**What is asked**
Extract every line below that contains the word "tower", treating uppercase and lowercase letters as different.

**Material provided**

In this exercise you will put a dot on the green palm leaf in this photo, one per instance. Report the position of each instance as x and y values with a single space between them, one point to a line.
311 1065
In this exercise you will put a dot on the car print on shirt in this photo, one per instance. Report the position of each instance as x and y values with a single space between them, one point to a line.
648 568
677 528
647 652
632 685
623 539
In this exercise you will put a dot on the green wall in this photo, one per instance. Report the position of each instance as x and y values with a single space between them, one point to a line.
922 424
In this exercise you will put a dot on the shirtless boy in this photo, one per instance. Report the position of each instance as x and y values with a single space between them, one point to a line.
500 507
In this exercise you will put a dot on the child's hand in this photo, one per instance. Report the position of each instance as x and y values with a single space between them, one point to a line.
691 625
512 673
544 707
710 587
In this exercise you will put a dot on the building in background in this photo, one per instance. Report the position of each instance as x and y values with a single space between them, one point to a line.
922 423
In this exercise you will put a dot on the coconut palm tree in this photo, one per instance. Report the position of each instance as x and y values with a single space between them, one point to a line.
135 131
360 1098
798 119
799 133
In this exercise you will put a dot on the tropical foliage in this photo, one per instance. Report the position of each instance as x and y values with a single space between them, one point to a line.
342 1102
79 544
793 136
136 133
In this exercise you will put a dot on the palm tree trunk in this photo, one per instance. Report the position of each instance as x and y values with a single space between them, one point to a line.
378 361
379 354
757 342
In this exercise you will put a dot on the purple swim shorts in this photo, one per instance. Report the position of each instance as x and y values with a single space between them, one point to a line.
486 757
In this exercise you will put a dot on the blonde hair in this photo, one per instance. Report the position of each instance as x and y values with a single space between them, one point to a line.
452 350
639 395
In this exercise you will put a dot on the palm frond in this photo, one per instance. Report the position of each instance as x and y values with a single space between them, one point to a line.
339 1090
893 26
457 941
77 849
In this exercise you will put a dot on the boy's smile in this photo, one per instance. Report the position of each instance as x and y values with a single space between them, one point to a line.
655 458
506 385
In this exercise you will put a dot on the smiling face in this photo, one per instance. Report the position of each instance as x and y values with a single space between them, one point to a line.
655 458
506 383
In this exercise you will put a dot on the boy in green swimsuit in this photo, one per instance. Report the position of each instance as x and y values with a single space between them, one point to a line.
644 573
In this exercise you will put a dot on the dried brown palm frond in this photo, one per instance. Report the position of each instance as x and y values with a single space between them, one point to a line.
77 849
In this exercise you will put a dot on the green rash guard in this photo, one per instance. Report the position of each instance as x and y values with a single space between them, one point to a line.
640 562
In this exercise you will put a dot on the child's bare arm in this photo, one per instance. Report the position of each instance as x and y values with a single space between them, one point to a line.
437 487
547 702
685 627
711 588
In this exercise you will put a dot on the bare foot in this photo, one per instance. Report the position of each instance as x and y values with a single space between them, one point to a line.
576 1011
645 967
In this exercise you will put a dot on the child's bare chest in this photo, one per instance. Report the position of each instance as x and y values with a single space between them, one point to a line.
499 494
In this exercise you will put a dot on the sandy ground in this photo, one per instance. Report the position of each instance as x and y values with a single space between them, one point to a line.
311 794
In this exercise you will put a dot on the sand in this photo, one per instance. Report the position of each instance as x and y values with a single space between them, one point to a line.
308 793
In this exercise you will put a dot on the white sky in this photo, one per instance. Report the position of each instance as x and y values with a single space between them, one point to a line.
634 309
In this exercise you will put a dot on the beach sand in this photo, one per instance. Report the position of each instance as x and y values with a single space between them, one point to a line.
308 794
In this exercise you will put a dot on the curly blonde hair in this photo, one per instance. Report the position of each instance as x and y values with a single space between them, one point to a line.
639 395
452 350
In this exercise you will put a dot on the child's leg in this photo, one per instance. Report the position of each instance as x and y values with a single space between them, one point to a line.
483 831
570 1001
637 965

...

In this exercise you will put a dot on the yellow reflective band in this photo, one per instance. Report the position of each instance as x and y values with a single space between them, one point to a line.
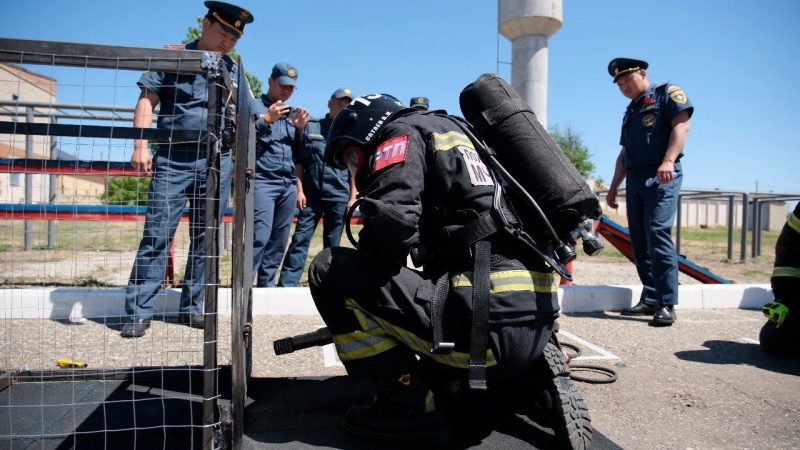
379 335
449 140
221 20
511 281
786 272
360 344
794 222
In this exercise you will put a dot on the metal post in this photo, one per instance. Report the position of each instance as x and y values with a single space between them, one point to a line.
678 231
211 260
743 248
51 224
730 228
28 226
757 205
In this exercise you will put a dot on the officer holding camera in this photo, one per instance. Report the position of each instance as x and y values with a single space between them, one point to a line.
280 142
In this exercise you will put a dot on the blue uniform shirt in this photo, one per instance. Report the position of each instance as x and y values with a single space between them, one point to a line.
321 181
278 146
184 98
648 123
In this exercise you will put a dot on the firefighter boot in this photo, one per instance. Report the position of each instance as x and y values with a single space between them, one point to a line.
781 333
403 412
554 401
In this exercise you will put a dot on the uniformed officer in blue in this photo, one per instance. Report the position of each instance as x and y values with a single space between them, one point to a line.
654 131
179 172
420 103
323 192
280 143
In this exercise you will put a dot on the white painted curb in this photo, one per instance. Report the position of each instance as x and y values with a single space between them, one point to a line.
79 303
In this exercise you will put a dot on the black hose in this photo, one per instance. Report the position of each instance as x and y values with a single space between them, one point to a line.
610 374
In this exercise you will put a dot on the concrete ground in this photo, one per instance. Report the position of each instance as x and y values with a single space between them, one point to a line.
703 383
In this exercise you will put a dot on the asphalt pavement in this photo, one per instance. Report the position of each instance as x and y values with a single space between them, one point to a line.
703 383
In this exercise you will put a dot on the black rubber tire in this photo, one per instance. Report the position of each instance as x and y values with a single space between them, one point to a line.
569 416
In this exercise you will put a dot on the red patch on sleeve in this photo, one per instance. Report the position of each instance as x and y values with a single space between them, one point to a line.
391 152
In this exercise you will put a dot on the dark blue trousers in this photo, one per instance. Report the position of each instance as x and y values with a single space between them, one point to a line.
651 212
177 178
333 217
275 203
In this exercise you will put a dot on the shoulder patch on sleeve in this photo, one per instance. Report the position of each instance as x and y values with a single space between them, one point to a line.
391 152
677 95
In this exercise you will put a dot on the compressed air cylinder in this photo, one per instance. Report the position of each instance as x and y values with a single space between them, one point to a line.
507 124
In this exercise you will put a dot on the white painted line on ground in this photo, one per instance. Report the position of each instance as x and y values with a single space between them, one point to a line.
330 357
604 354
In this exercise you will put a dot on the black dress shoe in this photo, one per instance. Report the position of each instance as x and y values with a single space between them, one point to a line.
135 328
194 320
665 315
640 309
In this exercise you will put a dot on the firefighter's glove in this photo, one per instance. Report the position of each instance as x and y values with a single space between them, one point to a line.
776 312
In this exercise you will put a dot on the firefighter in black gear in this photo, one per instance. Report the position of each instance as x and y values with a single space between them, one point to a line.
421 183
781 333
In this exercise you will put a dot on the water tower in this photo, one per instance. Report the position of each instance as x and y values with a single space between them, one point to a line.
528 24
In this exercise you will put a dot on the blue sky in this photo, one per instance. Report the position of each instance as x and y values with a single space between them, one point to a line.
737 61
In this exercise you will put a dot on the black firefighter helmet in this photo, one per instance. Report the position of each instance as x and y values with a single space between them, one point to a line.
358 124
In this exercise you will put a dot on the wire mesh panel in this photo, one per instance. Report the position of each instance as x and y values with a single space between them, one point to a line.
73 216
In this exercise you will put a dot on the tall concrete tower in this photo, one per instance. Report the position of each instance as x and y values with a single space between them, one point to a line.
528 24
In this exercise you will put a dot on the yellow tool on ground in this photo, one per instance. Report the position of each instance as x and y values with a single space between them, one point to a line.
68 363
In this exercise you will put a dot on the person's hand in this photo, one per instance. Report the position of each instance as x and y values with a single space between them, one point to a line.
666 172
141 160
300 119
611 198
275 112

**Full solution**
In this exercise you will put a dot on the water tower in this photo, one per instance. Report the position of each instance as x and y values with a single space between them, one point to a line.
In this exercise you will put a dot on the tall concrete tower in this photo, one per instance. Report the position of each instance as x and y values with a single space between them, one point to a line.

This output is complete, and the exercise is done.